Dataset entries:
··········

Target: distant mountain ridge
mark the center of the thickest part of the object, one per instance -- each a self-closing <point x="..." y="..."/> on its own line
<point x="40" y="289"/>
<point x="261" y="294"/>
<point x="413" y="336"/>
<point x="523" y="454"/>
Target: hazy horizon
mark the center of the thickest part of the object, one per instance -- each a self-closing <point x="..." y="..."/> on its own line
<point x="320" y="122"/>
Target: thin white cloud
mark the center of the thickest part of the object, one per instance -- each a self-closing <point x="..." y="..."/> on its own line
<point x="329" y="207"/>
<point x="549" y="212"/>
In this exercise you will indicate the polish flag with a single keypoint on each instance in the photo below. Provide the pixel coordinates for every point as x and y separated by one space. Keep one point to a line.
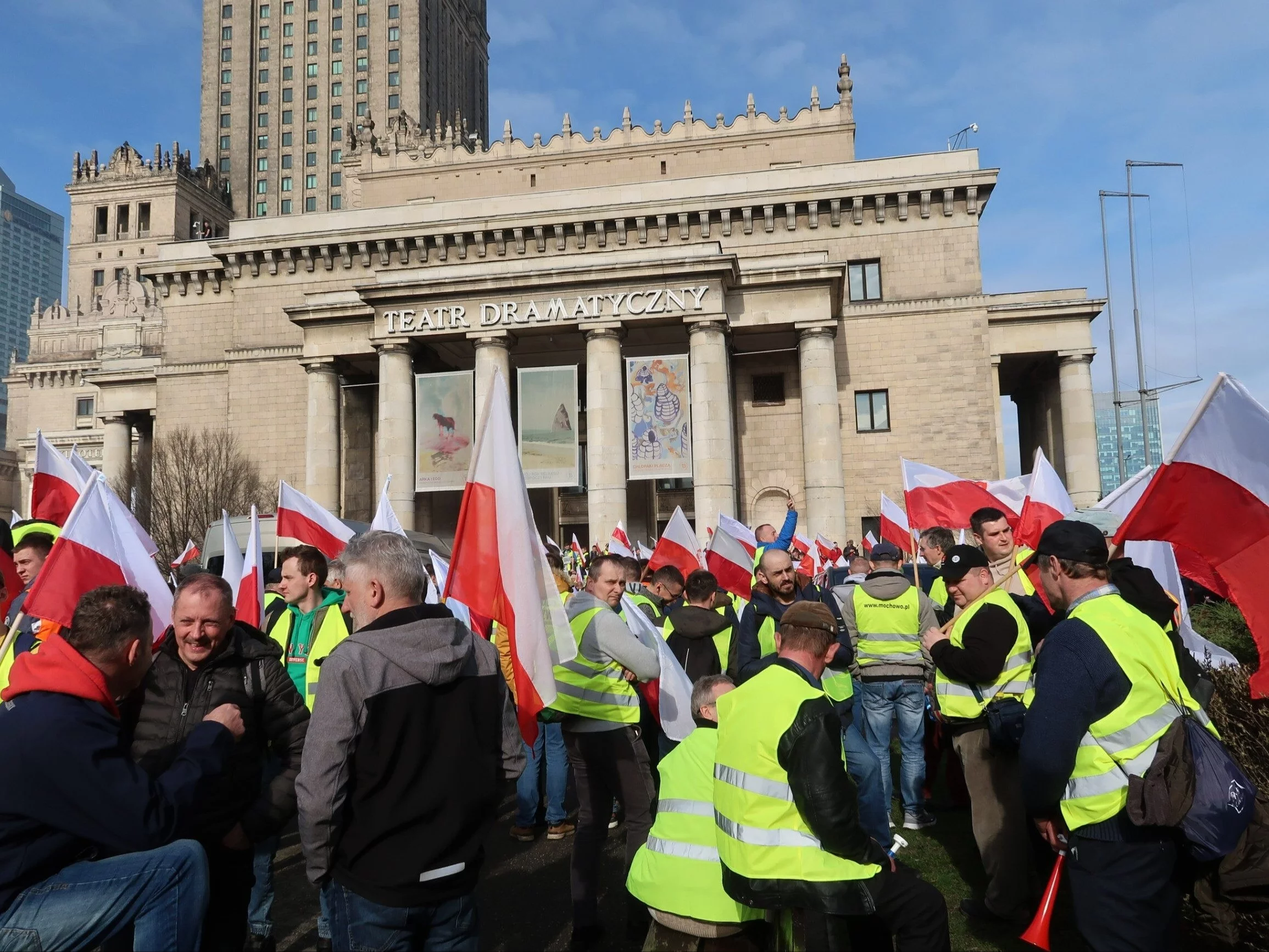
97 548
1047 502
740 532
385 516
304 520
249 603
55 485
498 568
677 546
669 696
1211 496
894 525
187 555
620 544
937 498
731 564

··········

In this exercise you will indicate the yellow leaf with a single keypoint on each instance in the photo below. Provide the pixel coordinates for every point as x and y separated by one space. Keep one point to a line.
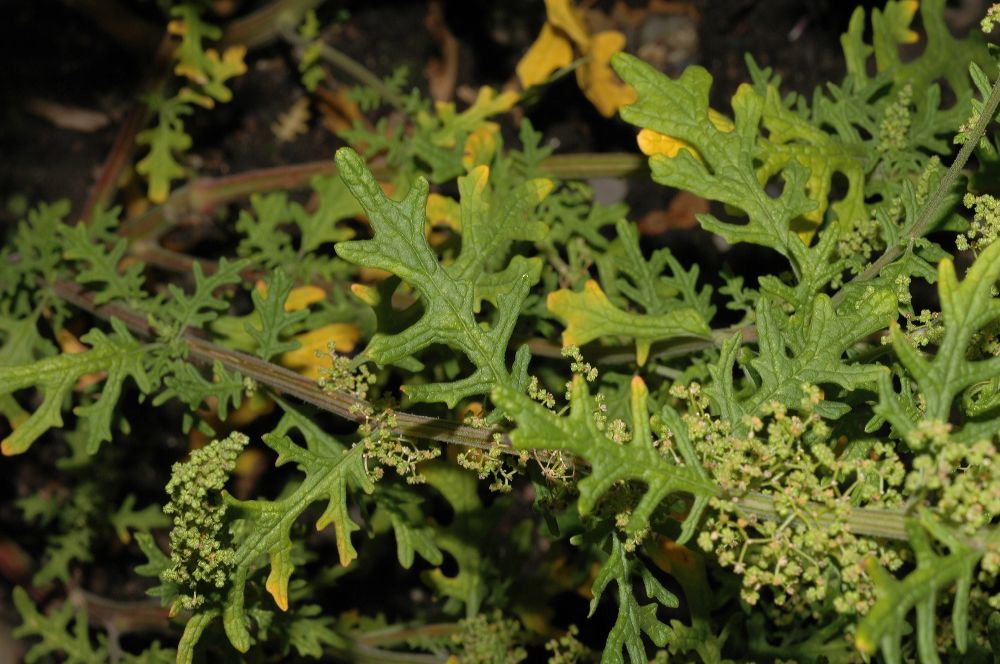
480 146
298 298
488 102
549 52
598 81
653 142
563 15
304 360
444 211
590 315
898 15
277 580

··········

Count the lines in the records above that contain the string "separated", with case counting, and give only that number.

* Finished answer
2